[Opening Selected passage section]
Indeed, plaintiffs would likely benefit from a relaxed view of attorney-client privilege; after all, multinational corporations usually have a lot more to hide than injured plaintiffs do.

Hindsight is 20–20, or so defense lawyers like to say when their clients are caught poisoning thousands, sometimes millions, of people.

Such will almost certainly be the case once the class-action litigation over BPA finally heats up. The latest product to be found guilty of leeching the toxic pseudo-hormone into unknowing customers is ordinary point-of-sale receipts:

Cash register and other receipts may expose consumers to substantial amounts of bisphenol A, a hormone-mimicking chemical that has been linked with a host of potential health risks, according to a trio of recent studies.

On July 28, Warner and his colleagues at the Warner Babcock Institute for Green Chemistry in Wilmington, Mass., formally published their first data based on 10 receipts recently collected in the Boston area. Six contained 1.09 to 1.70 percent BPA by mass. Another two contained 0.30 to 0.83 percent BPA; the final pair had no measurable amounts. Their findings appear online in Green Chemistry Letters and Reviews.

A Swiss study published online July 11 in Analytical and Bioanalytical Chemistry assayed 13 European sales receipts. Eleven contained BPA in quantities ranging from 0.8 to 1.7 percent of the paper’s mass.

And that BPA rubbed off easily, notes study coauthor Koni Grob, an analytical chemist with the Official Food Control Authority of the Canton of Zurich. Just holding receipt paper deposited substantial BPA onto dry fingers.

Thankfully, it’s a minor problem:

Indeed, Grob says, “I think it’s a scandal that you can have people touching thermal paper all day long,” since the concentration of BPA in its surface coating could approach 10 percent pure BPA.

Frederick vom Saal of the University of Missouri in Columbia, who performed the BPA assays for a recent study by the Washington, D.C–based nonprofit Environmental Working Group, agrees with Grob.
[Closing Selected passage section]
* [Problem set]:
a. In the passage on BPA in receipts, how many European sales receipts did the Swiss study assay?
b. Which people does the passage on BPA in receipts name? List every one.
[Opening Dataset extract section]
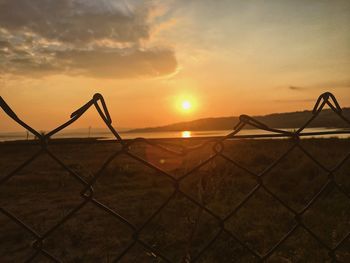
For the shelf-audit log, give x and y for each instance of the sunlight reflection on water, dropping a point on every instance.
(186, 134)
[Closing Dataset extract section]
* [Solutions below]:
a. 13

b. Warner, Koni Grob, Frederick vom Saal